= Required work =
1/ Name each action the gitweb committags proposal gives for a committag driver, and state what each action replaces $match by.
2/ Decide whether each statement agrees with the gitweb committags proposal. Answer yes or no for each, and quote the words of the proposal that settle it.
(a) 'sha1' and 'signoff' are built-in committags.
(b) Committags are applied in alphabetical order.
(c) The proposal suggests a Perl structure for setting up repository-specific committags.
3/ Retype the gitweb committags proposal from "Here below there" up to and including "whole replacement rule.".

= Page =
◆ ◆ ◆
Francis Galiegue <fg@one2team.net> writes

Here below there is proposal how the committags support could look like
for gitweb _user_, which means how to configure gitweb to use (or do not
use) committags, how to configure committags, and how to define new
committags.

Committags are "tags" in commit messages, expanded when rendering commit
message, like gitweb now does for (shortened) SHA-1, converting them to
'object' view link. It should be done in a way to make it easy
configurable, preferably having to configure only variable part, and not
having to write whole replacement rule.

Possible committags include: _BUG(n)_, bug _#n_, _FEATURE(n),
Message-Id, plain text URL e.g. _http://repo.or.cz_, spam protecting
of email addresses, "rich text formatting" like *bold* and _underline_,
syntax highlighting of signoff lines.

I think it would be good idea to use repository config file for
setting-up repository-specific committags, and use whatever Perl
structure for global configuration. The config language can be
borrowed from "drivers" in gitattributes (`diff' and `merge' drivers).

So the example configuration could look like this:

[gitweb]
committags = sha1 signoff bugzilla

[committag "bugzilla"]
match = "\\b(?:#?)(\\d+)\\b"
link = "http://your.bugzilla.fqdn.here/show_bug.cgi?id=$1"

where 'sha1' and 'signoff' are built-in committags, committags are
applied in the order they are put in gitweb.committags; possible actions
for committag driver include:
* link: replace $match by '_<a href="$link">_$match_</a>_'
* html: replace $match by '_$html_'
* text: replace $match by '$text'
where '_a_' means that 'a' is treated as HTML, and is not expanded
further, and 'b' means that it can be further expanded by later
committags, and finally is HTML-escaped (esc_html).
◆ ◆ ◆
= Data supplied =
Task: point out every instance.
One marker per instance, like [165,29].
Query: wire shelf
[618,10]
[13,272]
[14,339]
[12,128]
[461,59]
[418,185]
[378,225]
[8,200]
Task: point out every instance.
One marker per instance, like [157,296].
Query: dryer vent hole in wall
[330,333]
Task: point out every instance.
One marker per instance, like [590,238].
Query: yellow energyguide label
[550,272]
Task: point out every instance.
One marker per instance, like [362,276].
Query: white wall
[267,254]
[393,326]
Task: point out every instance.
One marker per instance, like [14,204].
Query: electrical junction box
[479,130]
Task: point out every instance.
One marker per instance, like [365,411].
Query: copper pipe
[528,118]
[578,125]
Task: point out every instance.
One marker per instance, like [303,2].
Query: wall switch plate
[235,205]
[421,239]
◆ ◆ ◆
= Worked solutions =
1/
- link: replaces $match by '_<a href="$link">_$match_</a>_'
- html: replaces $match by '_$html_'
- text: replaces $match by '$text'

2/
(a) Yes: "where 'sha1' and 'signoff' are built-in committags"
(b) No: "committags are applied in the order they are put in gitweb.committags"
(c) No: "use repository config file for setting-up repository-specific committags, and use whatever Perl structure for global configuration"

3/
Here below there is proposal how the committags support could look like
for gitweb _user_, which means how to configure gitweb to use (or do not
use) committags, how to configure committags, and how to define new
committags.

Committags are "tags" in commit messages, expanded when rendering commit
message, like gitweb now does for (shortened) SHA-1, converting them to
'object' view link. It should be done in a way to make it easy
configurable, preferably having to configure only variable part, and not
having to write whole replacement rule.